* _Instruções do exercício_
1/ Em que ano, segundo o artigo sobre a crise do espírito, Marx escreveu o prólogo de Contribuição à Crítica da Economia Política?
2/ Retome o artigo sobre a crise do espírito e escreva a continuação logo após a última frase apresentada.

* _Texto apresentado_
Crítica do Espírito?

Artigo de Astrojildo Pereira para a Revista Fundamentos nº 2 – Julho/1948

Fonte: Biblioteca Nacional/Hemeroteca Digital

“Existe uma crise do espírito? Respondo afirmativamente. Mas como não creio no primado do espírito, acrescentarei que se trata, no caso, justamente, de uma crise de superestrutura, condicionada pela crise geral que se verifica na infraestrutura econômica da sociedade em que vivemos.”

Crise de Superestrutura

Existe uma crise do espírito? Respondo afirmativamente. Mas como não creio no primado do espírito, acrescentarei que se trata, no caso, justamente, de uma crise de superestrutura, condicionada pela crise geral que se verifica na infraestrutura econômica da sociedade em que vivemos. No famoso prólogo escrito em 1859 para o seu livro Contribuição à Crítica da Economia Política, Marx traçou a linha essencial do processo histórico que produz as crises e revoluções. Permita-me citar um pequeno trecho dessa página genial do fundador do socialismo científico: “Ao chegar a determinada fase de desenvolvimento, as forças produtivas materiais da sociedade chocam-se com as condições de produção existentes ou, o que não é senão a expressão jurídica disto, com as relações de propriedade dentro das quais se tem movido até então. De formas de desenvolvimento das forças produtivas, tais relações transformam-se em entraves. E abre-se assim uma época de revolução social.” A lição colhida por Marx no estudo aprofundado da história da humanidade confirma-se inteiramente na época presente, que é uma época de revolução social, de choque das forças produtivas de caráter social com as relações de propriedade de caráter individual, época histórica que assinala a passagem da economia de tipo capitalista para a economia de tipo socialista.

* _Material de origem_
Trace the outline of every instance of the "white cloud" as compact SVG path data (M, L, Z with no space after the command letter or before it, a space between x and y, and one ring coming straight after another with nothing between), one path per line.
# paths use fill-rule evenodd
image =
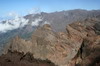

* _Respostas escritas_
1/ Em 1859.

2/
Aceita como certa a concepção marxista, é aí, nesse choque estrutural, que vamos encontrar a origem das diversas crises – econômica, política, espiritual, etc. – que tamanha preocupação estão produzindo em certos espíritos. Digo “em certos espíritos” porque, na verdade, não existe acordo nem na maneira de julgar nem muito menos na maneira de “sofrer” tais crises. Facilmente se pode verificar que elas repercutem por modo muito diverso segundo se trate de homens pertencentes às classes dominantes ou às outras classes. Para uns a crise é motivo de angústia, de desespero, de aniquilamento; para outros, não. Por exemplo, para certos intelectuais ainda presos por fios visíveis e invisíveis à ordem social em crise, a “crise do espírito” vem a ser muito simplesmente a crise do seu próprio espírito desarvorado e atormentado. Outros intelectuais existem, no entanto, a começar pelos marxistas, que não “sofrem” essa crise do espírito. Sendo que os marxistas não só não a “sofrem” como, ainda, convictos de bem compreender a causa, a significação e o mecanismo da crise, lutam francamente no sentido de um desenlace histórico favorável às forças sociais progressistas e renovadoras. 

Responsabilidades

Pergunta-me v., em seguida, “que livros, nomes e idéias responsabilizar pela crise”? Depois do que ficou dito antes, é claro que eu não poderia atribuir a responsabilidade da crise a nenhum livro, nenhum nome, nenhuma idéia. Pelo contrário, o que me parece verdadeiro é “responsabilizar” a crise pelo aparecimento de livros, nomes e idéias, exatamente os livros, os nomes e as idéias que tratam do problema da crise, investigando as suas causas, interpretando a sua significação, prevendo os seus efeitos presentes e futuros, propondo soluções, remédios e panacéias.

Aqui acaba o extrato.